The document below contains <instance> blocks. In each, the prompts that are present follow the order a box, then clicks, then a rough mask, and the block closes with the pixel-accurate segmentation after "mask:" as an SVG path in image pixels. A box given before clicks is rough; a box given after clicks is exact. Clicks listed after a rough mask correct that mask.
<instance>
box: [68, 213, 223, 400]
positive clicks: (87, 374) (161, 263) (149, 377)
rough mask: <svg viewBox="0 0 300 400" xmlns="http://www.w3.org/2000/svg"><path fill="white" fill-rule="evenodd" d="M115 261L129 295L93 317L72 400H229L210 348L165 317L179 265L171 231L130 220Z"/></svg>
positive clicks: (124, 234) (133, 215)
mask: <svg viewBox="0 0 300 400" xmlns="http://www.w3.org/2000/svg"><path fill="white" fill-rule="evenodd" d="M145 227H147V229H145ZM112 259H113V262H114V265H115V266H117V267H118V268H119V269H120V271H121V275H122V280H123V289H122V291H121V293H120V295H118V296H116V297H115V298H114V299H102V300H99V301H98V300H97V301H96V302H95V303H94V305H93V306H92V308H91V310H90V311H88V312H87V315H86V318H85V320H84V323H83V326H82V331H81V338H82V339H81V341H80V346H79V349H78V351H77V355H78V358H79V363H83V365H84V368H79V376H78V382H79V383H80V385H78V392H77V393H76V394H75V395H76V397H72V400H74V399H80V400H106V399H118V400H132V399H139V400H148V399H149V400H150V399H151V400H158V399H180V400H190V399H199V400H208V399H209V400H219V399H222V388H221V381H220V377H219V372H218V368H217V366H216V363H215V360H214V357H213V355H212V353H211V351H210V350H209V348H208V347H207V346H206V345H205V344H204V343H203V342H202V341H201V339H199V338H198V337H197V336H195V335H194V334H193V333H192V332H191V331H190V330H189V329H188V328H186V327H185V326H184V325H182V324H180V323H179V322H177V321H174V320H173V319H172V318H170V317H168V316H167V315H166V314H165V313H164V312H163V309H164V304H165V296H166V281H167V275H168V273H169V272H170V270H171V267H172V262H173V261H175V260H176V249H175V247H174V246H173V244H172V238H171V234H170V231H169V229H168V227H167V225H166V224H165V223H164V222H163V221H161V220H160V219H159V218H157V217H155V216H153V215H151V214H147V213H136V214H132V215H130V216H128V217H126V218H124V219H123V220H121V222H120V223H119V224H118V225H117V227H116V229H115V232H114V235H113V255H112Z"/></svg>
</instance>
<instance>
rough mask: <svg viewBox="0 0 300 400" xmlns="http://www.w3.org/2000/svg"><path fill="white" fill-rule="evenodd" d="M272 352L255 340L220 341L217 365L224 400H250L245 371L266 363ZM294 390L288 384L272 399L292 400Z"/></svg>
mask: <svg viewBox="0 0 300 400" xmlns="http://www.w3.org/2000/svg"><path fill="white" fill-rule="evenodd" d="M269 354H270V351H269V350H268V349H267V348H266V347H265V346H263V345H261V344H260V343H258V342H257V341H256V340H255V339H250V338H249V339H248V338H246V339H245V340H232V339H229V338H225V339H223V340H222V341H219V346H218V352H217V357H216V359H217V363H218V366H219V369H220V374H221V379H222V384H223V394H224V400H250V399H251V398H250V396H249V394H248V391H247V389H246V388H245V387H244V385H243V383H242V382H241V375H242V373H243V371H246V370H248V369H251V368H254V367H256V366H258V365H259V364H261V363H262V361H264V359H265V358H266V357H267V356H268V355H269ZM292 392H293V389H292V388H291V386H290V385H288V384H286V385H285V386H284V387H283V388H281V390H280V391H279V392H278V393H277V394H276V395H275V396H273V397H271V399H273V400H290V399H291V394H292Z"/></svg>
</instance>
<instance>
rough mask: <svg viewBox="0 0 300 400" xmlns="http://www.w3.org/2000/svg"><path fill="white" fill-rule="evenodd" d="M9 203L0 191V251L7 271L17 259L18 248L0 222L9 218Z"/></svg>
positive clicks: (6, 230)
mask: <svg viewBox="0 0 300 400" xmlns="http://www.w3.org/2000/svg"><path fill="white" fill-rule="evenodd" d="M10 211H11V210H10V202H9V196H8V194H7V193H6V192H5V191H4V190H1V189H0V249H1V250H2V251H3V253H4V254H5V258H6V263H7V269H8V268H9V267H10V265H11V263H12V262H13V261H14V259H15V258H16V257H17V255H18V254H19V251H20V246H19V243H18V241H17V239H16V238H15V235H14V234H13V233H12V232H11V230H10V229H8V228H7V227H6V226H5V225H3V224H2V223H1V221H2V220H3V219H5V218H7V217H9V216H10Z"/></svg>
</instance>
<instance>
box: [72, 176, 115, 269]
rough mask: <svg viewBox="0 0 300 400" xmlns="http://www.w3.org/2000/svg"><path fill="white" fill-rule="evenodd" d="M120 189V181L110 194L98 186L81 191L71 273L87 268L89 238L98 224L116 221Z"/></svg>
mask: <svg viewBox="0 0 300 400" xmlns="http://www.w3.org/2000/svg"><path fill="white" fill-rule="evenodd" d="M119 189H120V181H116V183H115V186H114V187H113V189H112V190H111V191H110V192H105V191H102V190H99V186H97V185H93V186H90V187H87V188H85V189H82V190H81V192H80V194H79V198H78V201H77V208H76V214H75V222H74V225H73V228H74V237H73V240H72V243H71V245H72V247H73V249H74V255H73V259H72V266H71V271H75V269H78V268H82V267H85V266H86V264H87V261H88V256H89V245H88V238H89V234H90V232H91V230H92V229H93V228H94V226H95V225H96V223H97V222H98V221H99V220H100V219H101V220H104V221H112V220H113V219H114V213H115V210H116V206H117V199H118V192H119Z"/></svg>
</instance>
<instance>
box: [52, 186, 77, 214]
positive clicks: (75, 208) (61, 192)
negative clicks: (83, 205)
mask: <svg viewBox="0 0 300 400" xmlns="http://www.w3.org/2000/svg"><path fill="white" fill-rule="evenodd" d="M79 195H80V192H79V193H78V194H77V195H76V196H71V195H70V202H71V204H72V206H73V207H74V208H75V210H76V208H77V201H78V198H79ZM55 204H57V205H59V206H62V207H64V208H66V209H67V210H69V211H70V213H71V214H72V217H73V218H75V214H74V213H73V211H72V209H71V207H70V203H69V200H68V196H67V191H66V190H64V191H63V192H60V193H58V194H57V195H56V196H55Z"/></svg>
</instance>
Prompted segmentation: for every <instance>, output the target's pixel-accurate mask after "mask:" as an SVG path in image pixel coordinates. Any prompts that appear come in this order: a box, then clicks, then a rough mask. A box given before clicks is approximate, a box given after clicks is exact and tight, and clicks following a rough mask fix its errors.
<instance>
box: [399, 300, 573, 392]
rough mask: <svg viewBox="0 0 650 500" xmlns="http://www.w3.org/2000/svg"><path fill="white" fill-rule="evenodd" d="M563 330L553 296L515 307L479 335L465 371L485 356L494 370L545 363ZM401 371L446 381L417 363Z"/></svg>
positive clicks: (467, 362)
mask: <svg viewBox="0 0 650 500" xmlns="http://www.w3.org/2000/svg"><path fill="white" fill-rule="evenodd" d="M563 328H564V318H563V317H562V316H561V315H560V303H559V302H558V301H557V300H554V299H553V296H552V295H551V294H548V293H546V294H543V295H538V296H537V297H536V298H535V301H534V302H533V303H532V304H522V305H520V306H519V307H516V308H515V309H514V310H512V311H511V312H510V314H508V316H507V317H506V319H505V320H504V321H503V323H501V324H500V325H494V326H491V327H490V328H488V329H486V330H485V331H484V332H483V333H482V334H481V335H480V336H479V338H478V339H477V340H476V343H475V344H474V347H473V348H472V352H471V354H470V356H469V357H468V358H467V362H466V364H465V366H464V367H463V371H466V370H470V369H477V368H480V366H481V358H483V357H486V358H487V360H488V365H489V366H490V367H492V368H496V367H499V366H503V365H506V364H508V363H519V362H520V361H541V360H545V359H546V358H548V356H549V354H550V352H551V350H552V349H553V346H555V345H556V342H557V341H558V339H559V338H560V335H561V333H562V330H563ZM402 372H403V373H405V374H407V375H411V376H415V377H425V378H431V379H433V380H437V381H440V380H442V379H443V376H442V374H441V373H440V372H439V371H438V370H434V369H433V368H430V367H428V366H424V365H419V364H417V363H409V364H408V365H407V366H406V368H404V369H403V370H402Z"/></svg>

_TO DO:_ Please copy every line of the data that carries the string "exact".

_REPLY TO THE EXERCISE:_
The document below contains <instance> blocks. In each, the prompts that are present follow the order a box, then clicks, then a rough mask, and the block closes with the pixel-accurate segmentation after "mask:" as an SVG path in image pixels. A box given before clicks is rough; a box given after clicks is exact. Clicks listed after a rough mask correct that mask.
Prompted segmentation: for every <instance>, output the target's pixel-accurate mask after "mask:" as an SVG path in image pixel coordinates. Any prompts that appear come in this order: a box, then clicks, then a rough mask. A box given before clicks is approximate, a box given after clicks is exact and tight, and clicks following a rough mask fix its errors.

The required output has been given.